Study text
__________________________________________________
Mammals by

Continuing this section, some interesting information about mammals, that is the animals that you might find in hedges and similar areas.

These animals are listed in alphabetical order:

Mouse - Wood Mouse
About the Wood Mouse:
The Wood Mouse or Luch Fheir: the Irish word 'luch' occurs in the place-name Inchnalughoge – the 'mouse’s meadow' in Co. Clare. The earliest record is a tooth found at Clondalkin near Dublin dating from 7600 years ago. Some wood mice are descended from mice which came on Viking longships. It lives high up in the hedge in autumn and winter, searching for fruit until the last rose hips go in February. They eat mainly seeds but also fruits and fungi and invertebrates. They use old nests as feeding platforms, filling them with the litter of hip and acorn left-overs. In summer many are found in cereal fields. It has a brown coat and is whitish underneath, while its dark eyes and pale ears are prominent.

Newt - Common Newt
About the Common Newt:
The Common newt or Earc Sléibhe is the only species of newt found in Ireland. Newts spend the summer in fresh water and hibernate in winter, usually beneath stones. The female newt is light brownish, paler underneath, and the larger male is greyish and profusely spotted with black. In spring when the pair have taken up residence in a pond disused well or other freshwater habitat, the male develops a bright orange belly flush with blue and red markings on the tail. A long wavy crest along the back is used to full effect in an elaborate underwater courtship display. Eggs are laid individually in a folded pondweed leaf; these hatch out into tadpoles complete with gills for underwater breathing.

About the Otter:
The Otter lives in what is called a “Holt”. They are the common along the river bank. Otters are carnivores. They eat small water birds, frogs and water voles, but most of all they like fish. They breed in the spring. Otters are in danger because they are hunted for their fur. Although Otter hunting is banned in many countries, they are under threat because people have taken over places where they live, or polluted the rivers and lakes. Otters need to be protected. Otters hunt mostly at night and use their hind feet like flippers.
__________________________________________________
Complete the following
[A] Decide whether each statement agrees with the mammals text, answering yes or no and quoting the words of the text that settle it: (i) The earliest record of the wood mouse is a tooth found near Dublin. (ii) The female common newt is larger than the male. (iii) Otters hunt mostly during the day.
[B] Write a continuation of the mammals text, starting after its final sentence about otters.
__________________________________________________
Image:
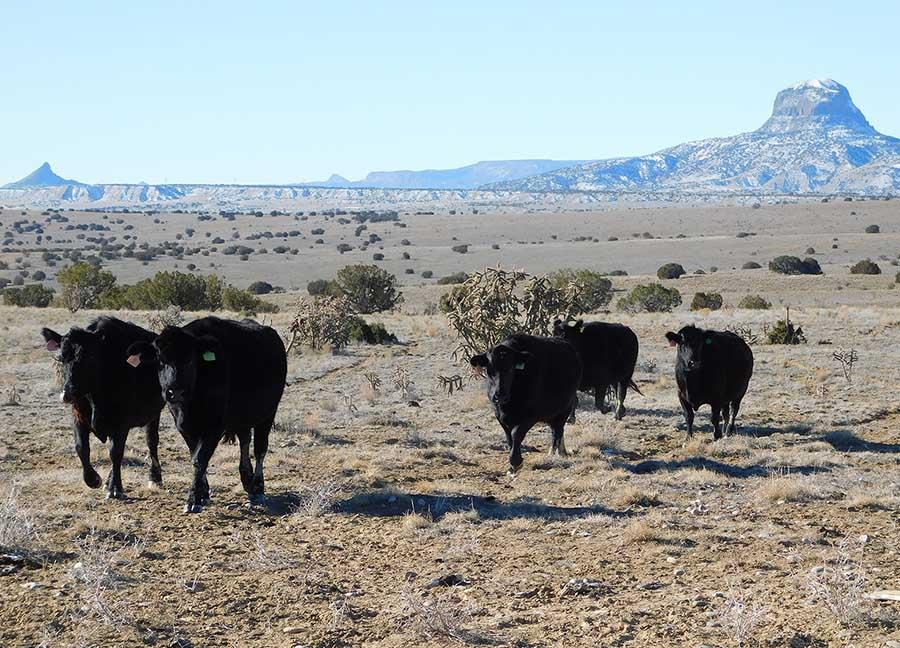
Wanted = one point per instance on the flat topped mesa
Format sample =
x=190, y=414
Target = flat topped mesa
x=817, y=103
__________________________________________________
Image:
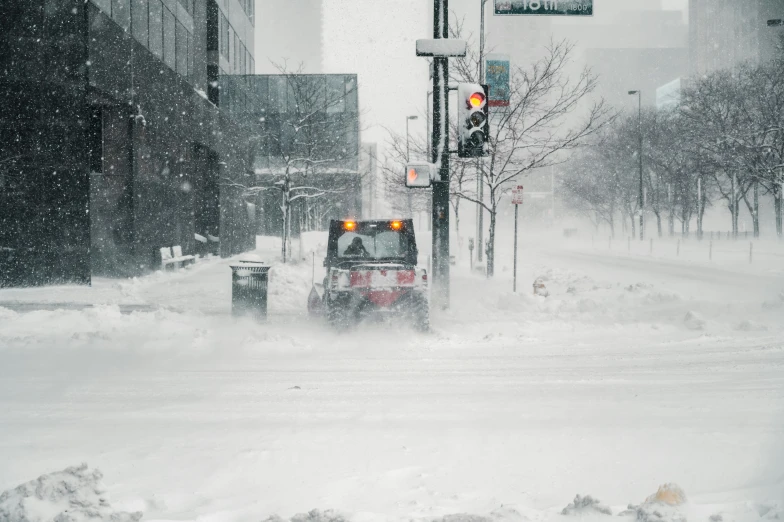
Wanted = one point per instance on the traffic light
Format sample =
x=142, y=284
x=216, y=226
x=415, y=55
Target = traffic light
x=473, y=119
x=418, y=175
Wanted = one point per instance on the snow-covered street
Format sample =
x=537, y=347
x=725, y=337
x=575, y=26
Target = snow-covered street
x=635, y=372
__________________________________________________
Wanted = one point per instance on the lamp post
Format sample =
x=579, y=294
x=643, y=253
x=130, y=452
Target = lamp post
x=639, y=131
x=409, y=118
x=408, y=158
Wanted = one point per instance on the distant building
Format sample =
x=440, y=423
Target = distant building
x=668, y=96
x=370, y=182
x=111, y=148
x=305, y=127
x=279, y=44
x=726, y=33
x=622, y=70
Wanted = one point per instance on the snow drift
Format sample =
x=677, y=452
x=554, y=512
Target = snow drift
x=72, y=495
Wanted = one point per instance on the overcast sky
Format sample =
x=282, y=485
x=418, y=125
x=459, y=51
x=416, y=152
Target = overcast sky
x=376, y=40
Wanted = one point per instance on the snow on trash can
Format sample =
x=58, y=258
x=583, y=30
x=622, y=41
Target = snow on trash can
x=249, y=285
__________________________________________________
Solved problems
[A]
(i) Yes: "The earliest record is a tooth found at Clondalkin near Dublin dating from 7600 years ago."
(ii) No: "the larger male is greyish and profusely spotted with black"
(iii) No: "Otters hunt mostly at night"

[B]
Pine Marten
About the Pine Marten:
The Pine Marten or Cat Crainn is Ireland’s rarest wild animal. It is usually found in the West and South of Ireland. They are a shy animal and are also very hard to find. Their coat is usually a rich, dark brown in colour. Pine marten’s are sometimes called Marten Cats in some parts of Ireland. But they have shorter legs and longer bushy tails than cats. They are a woodland animal, with good strong feet and claws for climbing. The Pine Marten defends itself fiercely if attacked by other animals. As it start’s to get dark the Pine Marten slip’s out of its den and starts a night's hunting. In winter and spring they eat rats, mice, rabbits, small birds, and beetles. They nest and rest usually above ground.

About the Rabbit:
Introduced to Ireland by Normans for meat, it used to be raised in rabbit warrens and this can be seen in some place names today like Warrenhouse Road, Baldoyle. The warren is a maze of tunnels, which can cover a small field. They feed on grass, plants, herbs and the bark of trees and shrubs. They can cause damage to farmland as they eat the roots as well as the leaves of grasses. They are found in the sandy bottoms of hedges or on the dry banks of field boundaries. It is easy to recognise by its white ‘puffball’ tail which jerks as it runs away. Its fur is usually grey-brown with variations from black to white.

Rat - Brown Rat
About the Brown Rat:
The Brown Rat probably came from eastern Asia and reached Ireland about 1722 aboard ships coming from Russia or eastern Europe, by 1730 it was already a pest in Dublin. They live anywhere and breed mainly in summer. They eat anything but are mainly vegetarian. Because they live in sewers and near rubbish tips, they pass on “Weils” disease to humans which can be fatal. It is preyed on by foxes, dogs, cats, stoats and barn owls. They are good swimmers, jumpers and climbers. They mostly come out at night but forage by day when food is near.